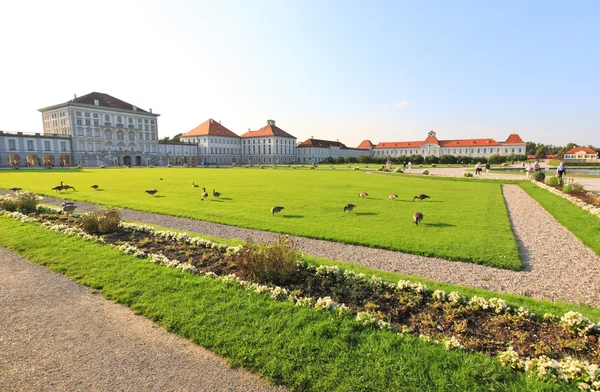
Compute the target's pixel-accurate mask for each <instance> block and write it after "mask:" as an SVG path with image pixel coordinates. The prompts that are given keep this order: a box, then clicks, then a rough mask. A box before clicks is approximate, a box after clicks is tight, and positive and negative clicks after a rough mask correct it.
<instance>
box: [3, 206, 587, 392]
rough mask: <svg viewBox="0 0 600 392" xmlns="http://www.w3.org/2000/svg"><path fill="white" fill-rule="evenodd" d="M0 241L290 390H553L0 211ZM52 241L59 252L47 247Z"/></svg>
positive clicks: (328, 314)
mask: <svg viewBox="0 0 600 392" xmlns="http://www.w3.org/2000/svg"><path fill="white" fill-rule="evenodd" d="M0 234H1V236H0V245H1V246H5V247H8V248H10V249H13V250H16V251H17V252H19V253H21V254H22V255H23V256H24V257H26V258H28V259H30V260H32V261H34V262H37V263H40V264H42V265H46V266H48V267H49V268H51V269H53V270H54V271H57V272H60V273H63V274H65V275H67V276H69V277H71V278H72V279H75V280H77V281H79V282H81V283H83V284H86V285H88V286H90V287H92V288H94V289H97V290H101V292H102V294H103V295H105V296H106V297H108V298H111V299H114V300H115V301H117V302H119V303H122V304H125V305H127V306H130V307H131V308H132V309H134V310H135V311H136V312H137V313H140V314H144V315H145V316H146V317H148V318H150V319H152V320H153V321H155V322H157V323H159V324H161V325H163V326H165V327H166V328H167V329H169V330H170V331H173V332H176V333H178V334H180V335H182V336H184V337H187V338H189V339H190V340H192V341H194V342H196V343H198V344H200V345H203V346H205V347H207V348H209V349H211V350H213V351H215V352H217V353H219V354H221V355H224V356H225V357H226V358H228V360H229V361H230V362H231V363H232V364H234V365H242V366H244V367H247V368H249V369H253V370H256V371H258V372H259V373H260V374H262V375H264V376H265V377H267V378H268V379H270V380H273V381H274V382H276V383H280V384H283V385H286V386H288V387H291V388H295V389H298V390H314V391H322V390H335V391H348V390H362V391H381V390H402V391H456V390H461V391H467V390H468V391H484V390H485V391H489V390H496V391H524V390H528V391H529V390H535V391H559V390H576V388H575V387H574V386H565V385H562V384H558V383H546V382H541V381H538V380H535V379H533V378H531V377H528V376H526V375H524V374H522V373H517V372H513V371H511V370H510V369H507V368H503V367H501V366H500V365H499V363H498V362H497V361H496V360H493V359H491V358H489V357H486V356H484V355H480V354H467V353H462V352H458V351H446V350H444V349H443V348H442V347H441V346H437V345H431V344H427V343H424V342H421V341H418V340H415V339H413V338H410V337H405V336H399V335H396V334H395V333H392V332H389V331H382V330H378V329H374V328H372V327H364V326H362V325H360V324H358V323H356V322H355V321H354V320H353V318H352V317H350V316H347V317H337V316H335V315H333V314H332V313H329V312H317V311H315V310H313V309H307V308H298V307H295V306H293V305H292V304H291V303H288V302H276V301H274V300H270V299H267V297H266V296H261V295H258V294H254V293H252V292H249V291H245V290H242V289H239V288H236V287H232V286H227V285H225V284H223V283H220V282H216V281H212V280H206V279H204V278H203V277H200V276H194V275H191V274H188V273H185V272H181V271H177V270H173V269H168V268H165V267H162V266H158V265H155V264H151V263H149V262H147V261H143V260H139V259H135V258H133V257H131V256H125V255H123V254H121V253H120V252H119V251H117V250H116V249H113V248H108V247H106V246H104V245H100V244H97V243H93V242H88V241H83V240H81V239H77V238H73V237H64V236H62V235H60V234H58V233H54V232H49V231H46V230H44V229H42V228H41V227H39V226H36V225H31V224H29V225H27V224H22V223H20V222H16V221H15V220H12V219H10V218H6V217H0ZM57 249H60V252H57Z"/></svg>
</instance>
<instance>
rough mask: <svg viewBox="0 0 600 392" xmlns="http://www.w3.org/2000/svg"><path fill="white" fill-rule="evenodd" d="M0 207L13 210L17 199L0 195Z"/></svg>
···
• [Action item]:
After identifying the lines above that contain "instance", copy each one.

• [Exercise response]:
Compute the target's pixel-accurate mask for each <instance> block and write it after "mask:" as an SVG path with image pixel coordinates. The prompts that are given keep this order: a box, then clicks, then a rough mask. A box before clicks is approximate, a box after clicks is tight, and positive and negative clicks after a rough mask correct it.
<instance>
</instance>
<instance>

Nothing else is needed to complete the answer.